(Records provided):
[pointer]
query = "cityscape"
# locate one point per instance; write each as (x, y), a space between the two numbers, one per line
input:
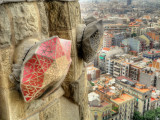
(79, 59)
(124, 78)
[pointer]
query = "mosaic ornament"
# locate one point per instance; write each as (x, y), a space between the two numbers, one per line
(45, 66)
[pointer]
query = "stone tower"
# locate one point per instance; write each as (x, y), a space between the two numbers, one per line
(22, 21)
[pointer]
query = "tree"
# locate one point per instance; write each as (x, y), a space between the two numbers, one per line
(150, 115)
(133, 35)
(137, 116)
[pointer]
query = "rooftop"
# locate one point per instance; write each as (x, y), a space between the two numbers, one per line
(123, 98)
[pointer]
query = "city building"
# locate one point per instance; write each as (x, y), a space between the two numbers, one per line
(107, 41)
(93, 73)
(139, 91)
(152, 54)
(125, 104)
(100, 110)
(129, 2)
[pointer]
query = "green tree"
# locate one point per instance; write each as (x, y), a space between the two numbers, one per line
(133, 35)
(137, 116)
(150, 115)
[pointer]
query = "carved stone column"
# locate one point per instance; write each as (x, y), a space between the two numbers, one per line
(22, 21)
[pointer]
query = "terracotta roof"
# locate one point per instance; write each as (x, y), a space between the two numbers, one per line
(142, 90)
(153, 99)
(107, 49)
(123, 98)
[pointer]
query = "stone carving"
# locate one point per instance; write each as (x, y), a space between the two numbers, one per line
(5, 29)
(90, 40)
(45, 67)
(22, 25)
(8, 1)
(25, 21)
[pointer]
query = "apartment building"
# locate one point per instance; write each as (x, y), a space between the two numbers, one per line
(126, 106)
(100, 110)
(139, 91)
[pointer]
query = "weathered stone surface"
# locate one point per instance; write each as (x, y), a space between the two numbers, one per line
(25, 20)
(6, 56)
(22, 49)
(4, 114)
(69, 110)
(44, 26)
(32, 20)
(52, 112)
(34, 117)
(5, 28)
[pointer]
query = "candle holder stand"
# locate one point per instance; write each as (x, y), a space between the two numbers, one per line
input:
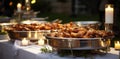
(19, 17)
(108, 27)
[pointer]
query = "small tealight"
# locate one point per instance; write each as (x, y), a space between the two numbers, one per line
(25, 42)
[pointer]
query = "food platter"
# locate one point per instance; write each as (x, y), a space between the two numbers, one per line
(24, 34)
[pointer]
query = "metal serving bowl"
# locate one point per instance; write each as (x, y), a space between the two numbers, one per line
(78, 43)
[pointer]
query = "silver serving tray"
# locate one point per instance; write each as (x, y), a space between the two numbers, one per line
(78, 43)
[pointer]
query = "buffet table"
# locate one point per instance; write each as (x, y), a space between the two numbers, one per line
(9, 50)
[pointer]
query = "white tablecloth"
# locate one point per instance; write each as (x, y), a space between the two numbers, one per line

--

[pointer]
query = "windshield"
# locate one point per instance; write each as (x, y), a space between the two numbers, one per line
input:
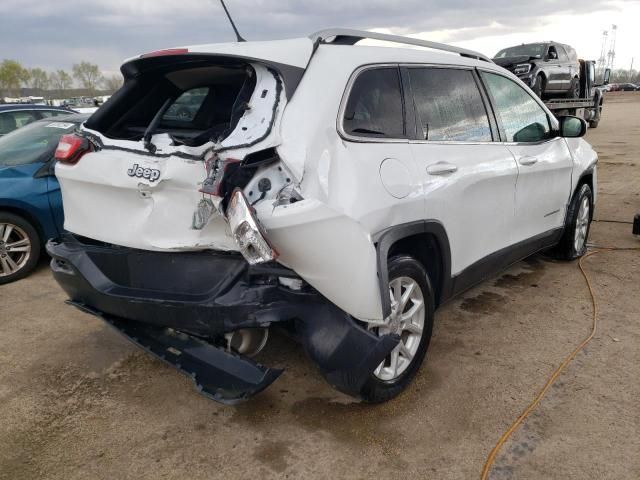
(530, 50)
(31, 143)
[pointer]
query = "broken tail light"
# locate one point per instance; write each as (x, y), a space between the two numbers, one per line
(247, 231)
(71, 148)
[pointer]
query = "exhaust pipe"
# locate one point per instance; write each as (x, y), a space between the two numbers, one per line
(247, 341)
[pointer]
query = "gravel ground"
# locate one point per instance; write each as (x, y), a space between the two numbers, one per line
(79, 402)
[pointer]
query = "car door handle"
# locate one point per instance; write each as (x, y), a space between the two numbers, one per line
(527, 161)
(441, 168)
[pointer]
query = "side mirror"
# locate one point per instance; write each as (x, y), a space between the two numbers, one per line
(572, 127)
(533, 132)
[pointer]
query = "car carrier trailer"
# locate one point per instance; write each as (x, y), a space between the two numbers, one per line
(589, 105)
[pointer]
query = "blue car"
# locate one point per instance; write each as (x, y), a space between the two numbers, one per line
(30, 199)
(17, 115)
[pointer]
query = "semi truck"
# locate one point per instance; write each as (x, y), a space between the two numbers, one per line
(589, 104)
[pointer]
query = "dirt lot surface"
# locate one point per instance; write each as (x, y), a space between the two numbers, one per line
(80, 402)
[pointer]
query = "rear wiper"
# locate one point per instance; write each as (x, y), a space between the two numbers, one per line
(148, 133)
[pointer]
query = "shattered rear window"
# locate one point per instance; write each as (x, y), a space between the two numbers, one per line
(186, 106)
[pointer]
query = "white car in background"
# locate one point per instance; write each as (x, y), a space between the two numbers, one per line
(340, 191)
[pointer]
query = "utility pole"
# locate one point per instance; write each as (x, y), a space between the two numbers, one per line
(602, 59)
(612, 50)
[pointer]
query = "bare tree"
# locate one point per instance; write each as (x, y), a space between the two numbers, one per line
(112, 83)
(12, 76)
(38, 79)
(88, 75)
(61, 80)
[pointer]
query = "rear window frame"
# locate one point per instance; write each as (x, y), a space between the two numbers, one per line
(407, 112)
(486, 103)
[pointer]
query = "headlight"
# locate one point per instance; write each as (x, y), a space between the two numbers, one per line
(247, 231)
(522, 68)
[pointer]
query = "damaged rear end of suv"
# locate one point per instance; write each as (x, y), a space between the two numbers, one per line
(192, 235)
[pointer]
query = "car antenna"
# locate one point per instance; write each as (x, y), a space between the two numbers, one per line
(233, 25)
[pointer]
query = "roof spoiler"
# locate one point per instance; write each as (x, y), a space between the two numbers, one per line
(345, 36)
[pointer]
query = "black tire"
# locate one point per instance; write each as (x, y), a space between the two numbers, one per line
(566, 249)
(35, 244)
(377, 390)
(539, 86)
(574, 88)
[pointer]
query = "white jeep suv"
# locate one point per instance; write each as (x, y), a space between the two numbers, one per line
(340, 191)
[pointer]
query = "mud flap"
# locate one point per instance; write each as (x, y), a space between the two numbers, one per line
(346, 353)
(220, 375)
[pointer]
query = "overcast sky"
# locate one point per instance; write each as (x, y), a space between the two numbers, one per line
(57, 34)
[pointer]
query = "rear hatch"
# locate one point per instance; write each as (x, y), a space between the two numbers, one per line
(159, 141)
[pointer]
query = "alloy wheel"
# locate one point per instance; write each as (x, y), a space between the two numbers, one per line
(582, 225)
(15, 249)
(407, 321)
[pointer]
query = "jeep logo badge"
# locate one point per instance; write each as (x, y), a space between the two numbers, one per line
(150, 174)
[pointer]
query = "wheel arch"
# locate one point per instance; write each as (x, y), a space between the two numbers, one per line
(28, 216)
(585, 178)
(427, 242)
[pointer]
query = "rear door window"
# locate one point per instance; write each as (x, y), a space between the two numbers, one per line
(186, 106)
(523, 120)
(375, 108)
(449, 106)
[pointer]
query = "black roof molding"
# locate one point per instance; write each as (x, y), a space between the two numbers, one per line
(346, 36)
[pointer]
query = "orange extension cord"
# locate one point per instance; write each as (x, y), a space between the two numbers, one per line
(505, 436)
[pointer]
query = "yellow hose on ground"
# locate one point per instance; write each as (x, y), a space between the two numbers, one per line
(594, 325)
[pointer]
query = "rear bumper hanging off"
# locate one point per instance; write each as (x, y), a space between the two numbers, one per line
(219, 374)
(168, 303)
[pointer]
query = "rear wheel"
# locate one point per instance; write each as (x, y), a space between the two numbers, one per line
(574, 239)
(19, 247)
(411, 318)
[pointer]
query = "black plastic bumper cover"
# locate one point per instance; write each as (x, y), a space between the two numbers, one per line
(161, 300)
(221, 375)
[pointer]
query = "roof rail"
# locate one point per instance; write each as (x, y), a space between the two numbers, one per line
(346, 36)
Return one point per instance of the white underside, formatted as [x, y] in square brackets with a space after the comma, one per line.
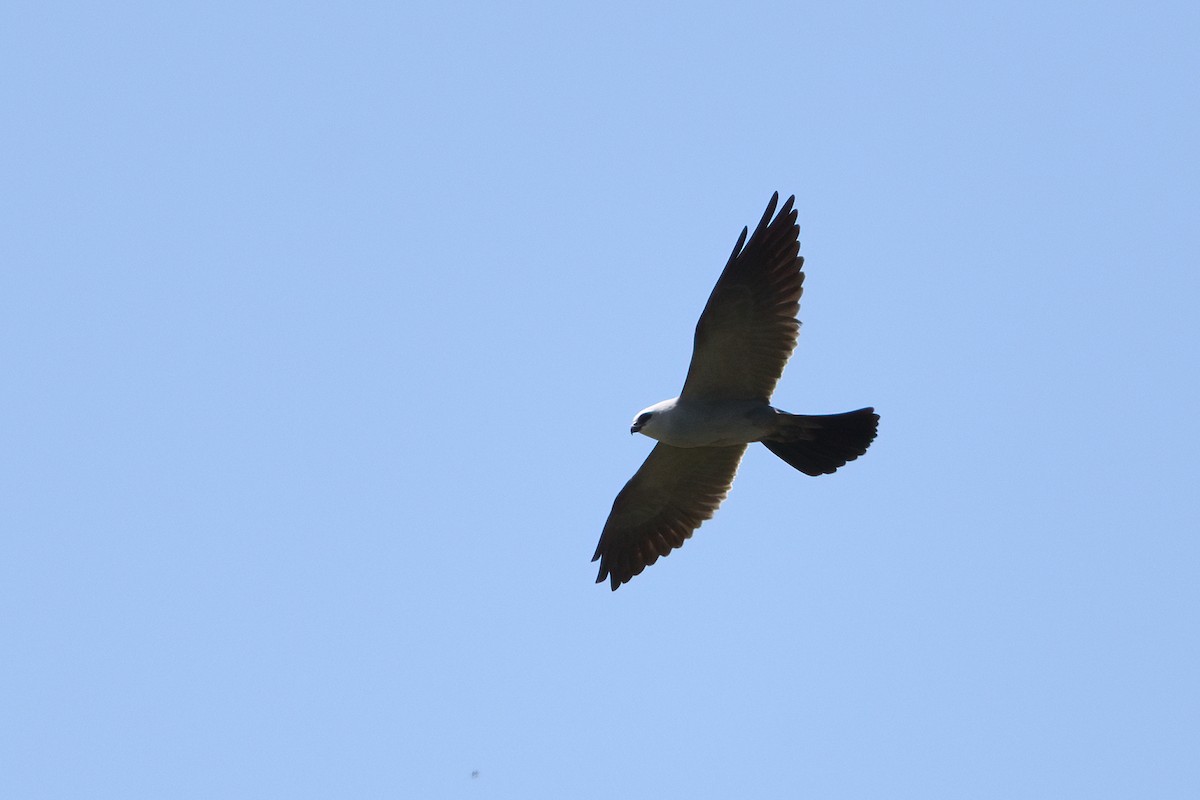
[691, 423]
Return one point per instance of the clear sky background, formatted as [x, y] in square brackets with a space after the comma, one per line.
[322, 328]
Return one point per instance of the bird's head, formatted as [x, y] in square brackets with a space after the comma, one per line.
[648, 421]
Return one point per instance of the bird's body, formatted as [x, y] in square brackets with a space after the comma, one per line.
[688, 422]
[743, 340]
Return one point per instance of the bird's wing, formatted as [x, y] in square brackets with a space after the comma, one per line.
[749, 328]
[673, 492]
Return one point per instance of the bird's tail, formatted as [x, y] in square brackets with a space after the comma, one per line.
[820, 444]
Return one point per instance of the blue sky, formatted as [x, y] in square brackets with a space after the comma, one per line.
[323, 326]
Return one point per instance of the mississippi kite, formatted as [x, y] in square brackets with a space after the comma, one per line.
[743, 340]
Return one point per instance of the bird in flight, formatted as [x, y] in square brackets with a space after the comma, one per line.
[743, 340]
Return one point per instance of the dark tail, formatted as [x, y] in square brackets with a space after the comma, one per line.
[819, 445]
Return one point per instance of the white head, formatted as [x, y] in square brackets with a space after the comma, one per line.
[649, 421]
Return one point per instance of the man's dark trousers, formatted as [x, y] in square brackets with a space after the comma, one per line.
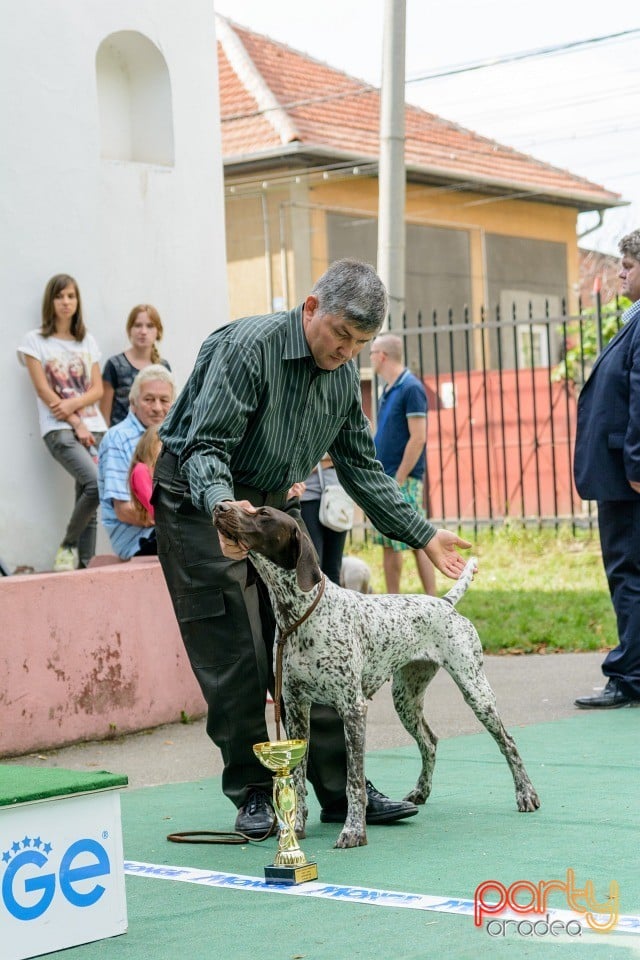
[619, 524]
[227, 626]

--

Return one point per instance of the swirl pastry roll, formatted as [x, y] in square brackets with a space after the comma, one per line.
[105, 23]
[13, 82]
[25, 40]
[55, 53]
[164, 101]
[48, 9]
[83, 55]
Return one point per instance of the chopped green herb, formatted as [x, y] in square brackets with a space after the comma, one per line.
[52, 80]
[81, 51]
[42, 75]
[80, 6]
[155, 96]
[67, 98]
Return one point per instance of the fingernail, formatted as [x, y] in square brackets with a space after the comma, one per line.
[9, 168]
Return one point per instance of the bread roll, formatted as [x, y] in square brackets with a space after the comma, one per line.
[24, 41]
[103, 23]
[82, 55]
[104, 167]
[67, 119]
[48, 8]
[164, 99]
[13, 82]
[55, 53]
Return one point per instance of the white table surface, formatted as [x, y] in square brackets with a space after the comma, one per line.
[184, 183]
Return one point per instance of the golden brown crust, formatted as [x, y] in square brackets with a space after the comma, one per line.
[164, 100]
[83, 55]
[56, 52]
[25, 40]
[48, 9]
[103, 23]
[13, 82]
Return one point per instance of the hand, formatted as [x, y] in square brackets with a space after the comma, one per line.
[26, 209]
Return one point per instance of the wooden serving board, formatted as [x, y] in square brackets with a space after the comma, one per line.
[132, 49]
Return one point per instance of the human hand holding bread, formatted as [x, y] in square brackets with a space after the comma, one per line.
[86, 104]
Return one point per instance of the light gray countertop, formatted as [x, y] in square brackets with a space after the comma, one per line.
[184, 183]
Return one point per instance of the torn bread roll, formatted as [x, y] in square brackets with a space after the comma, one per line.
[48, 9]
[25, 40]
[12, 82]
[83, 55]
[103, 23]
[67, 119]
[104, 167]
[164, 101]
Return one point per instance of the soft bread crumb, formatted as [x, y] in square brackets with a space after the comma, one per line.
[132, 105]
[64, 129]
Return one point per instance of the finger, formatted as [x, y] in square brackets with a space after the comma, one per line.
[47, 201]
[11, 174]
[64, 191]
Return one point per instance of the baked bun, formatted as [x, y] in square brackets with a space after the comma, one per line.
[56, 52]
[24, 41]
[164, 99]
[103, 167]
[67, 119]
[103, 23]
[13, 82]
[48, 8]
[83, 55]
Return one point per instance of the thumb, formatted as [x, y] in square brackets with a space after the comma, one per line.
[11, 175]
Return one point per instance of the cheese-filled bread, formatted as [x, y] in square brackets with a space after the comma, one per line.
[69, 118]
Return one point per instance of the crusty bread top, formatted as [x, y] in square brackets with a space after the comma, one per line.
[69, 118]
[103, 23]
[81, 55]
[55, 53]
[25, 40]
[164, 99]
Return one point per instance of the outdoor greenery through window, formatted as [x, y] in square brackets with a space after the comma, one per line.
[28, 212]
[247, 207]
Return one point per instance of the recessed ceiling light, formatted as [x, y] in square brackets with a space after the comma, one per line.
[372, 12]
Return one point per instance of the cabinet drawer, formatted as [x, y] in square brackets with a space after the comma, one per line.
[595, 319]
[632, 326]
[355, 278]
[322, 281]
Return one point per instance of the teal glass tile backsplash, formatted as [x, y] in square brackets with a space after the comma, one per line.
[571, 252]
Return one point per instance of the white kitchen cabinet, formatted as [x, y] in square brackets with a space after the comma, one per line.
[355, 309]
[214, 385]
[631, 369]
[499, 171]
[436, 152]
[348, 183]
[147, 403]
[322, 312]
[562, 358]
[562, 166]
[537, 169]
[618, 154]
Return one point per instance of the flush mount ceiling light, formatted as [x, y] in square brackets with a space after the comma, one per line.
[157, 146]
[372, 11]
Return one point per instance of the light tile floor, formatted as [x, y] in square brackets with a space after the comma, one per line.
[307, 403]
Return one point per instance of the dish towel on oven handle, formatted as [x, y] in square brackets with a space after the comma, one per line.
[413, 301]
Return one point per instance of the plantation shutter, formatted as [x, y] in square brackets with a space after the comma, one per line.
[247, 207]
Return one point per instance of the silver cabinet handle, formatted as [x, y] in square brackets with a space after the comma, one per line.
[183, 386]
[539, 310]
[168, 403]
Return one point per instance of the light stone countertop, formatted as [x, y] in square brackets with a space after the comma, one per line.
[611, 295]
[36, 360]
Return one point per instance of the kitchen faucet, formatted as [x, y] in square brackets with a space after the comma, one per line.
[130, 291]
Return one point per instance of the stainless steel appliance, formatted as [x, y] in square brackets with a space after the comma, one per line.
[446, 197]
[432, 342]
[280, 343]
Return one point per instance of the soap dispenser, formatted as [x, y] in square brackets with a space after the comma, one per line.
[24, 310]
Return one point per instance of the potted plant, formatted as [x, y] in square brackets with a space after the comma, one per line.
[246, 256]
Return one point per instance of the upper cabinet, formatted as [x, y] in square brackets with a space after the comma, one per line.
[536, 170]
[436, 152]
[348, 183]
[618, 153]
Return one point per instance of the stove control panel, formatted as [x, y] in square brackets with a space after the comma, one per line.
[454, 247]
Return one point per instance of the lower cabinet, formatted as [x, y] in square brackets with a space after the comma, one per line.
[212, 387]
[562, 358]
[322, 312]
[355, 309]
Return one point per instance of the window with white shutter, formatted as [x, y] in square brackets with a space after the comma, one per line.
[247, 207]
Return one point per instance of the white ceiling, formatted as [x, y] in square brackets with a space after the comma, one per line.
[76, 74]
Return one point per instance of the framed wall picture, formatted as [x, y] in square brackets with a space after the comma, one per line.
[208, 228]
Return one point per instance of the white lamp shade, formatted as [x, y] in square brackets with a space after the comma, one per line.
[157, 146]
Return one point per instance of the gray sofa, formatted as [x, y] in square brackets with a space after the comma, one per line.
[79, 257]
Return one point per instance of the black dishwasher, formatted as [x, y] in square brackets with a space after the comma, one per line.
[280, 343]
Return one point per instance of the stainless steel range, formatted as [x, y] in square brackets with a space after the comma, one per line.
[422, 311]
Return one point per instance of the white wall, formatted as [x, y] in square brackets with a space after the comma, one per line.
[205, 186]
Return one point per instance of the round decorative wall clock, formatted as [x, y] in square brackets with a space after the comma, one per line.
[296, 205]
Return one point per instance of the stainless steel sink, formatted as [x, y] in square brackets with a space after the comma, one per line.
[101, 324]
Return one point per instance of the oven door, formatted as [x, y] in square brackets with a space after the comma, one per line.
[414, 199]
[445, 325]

(Your instructions):
Where does the string "jeep" occur in the listing above? Return every line that contains it.

(Task output):
query = "white jeep suv"
query = "jeep logo badge"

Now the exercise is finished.